**Listing:**
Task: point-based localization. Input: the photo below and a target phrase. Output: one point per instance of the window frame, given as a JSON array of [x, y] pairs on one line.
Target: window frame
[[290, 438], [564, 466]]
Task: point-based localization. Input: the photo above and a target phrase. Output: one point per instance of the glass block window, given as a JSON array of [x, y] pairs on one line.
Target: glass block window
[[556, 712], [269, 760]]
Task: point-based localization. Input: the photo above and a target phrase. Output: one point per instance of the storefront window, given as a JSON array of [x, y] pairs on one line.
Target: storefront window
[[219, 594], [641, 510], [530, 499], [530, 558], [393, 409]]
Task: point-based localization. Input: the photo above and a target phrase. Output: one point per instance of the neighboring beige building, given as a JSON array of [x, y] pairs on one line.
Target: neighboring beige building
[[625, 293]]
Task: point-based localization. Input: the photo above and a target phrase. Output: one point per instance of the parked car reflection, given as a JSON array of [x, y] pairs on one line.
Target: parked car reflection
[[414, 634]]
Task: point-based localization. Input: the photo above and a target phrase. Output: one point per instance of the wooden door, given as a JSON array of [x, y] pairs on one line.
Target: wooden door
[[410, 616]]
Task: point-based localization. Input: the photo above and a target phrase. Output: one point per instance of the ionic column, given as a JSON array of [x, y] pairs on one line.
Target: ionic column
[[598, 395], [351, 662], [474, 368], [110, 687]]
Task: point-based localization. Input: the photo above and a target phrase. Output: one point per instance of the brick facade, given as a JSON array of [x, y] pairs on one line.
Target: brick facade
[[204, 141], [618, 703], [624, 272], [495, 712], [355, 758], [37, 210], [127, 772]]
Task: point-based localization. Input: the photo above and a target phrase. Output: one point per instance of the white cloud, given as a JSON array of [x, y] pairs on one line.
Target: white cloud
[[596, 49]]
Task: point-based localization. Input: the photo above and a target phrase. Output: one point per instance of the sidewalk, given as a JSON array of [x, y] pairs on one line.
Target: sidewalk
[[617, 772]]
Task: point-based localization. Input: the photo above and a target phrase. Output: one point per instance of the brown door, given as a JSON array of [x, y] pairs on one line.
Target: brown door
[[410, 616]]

**Exercise objective:**
Echo every item above verbatim, line for line.

**Exercise output:**
Task: point-based localization. Input: the photo below and a target phrase. Output: one point per instance of the window frame, given as a JSON array of [x, y] pairs on one line.
Target: window frame
[[290, 438], [564, 466]]
Task: point-based localization. Input: the photo above and a target phrase. Output: one point per instance of the glass block window, given as a JSON array of [x, y] pairs on one line.
Target: glass block window
[[556, 712], [269, 760]]
Task: point-based localization. Input: the photo above and a target phrase. Output: one point per instance of the storefront window, given as a JSON array of [x, y] pairs on one line.
Target: storefront window
[[219, 594], [641, 510], [530, 499], [530, 558], [393, 409]]
Task: point-based localization. Input: the photo above and a target phrase. Output: one point per instance of the neighboring beige building, given as a JSON array of [x, y] pairs on one line.
Target: neighboring beige building
[[625, 293]]
Task: point-based localization. Input: the photo above and a target phrase. Output: one point per instance of the parked car reflection, given as a JSON array of [x, y] pairs on one line.
Target: parked car reflection
[[414, 634]]
Task: point-based localization. Input: the photo above and a target phrase. Output: one point per instance of the wooden door, given as a JSON array of [x, y] pairs on one line.
Target: wooden door
[[410, 616]]
Task: point-based localization. Input: the photo above and a target phrase. Output: one point per instance of the ionic column, given as a JSON array of [x, y] pairs on one line.
Target: ionic column
[[598, 395], [351, 662], [474, 368], [110, 687]]
Task: point-based localization. Input: the photo above and a target phrase. Output: one point per instance of the brick facade, given as a JSON array of [x, y] pairs on one line.
Target: brick facade
[[204, 141], [618, 703], [624, 272], [495, 712], [355, 758], [37, 210], [127, 772]]
Task: point-based localization. Input: the photo above and a target phrase. Output: one point per instance of the white cloud, given as a JSON array of [x, y] pairs on one line.
Target: white cloud
[[596, 49]]
Task: point-based localization. Input: the photo above and a target phrase. Output: one point per instance of the sidewalk, given as a JSON array of [x, y] pairs on one line.
Target: sidewalk
[[617, 772]]
Task: point-based localization. Input: the photo above and a target phrase. Output: one point per instance of the brown door, given as a JSON array of [x, y] pairs on one line.
Target: brown door
[[410, 616]]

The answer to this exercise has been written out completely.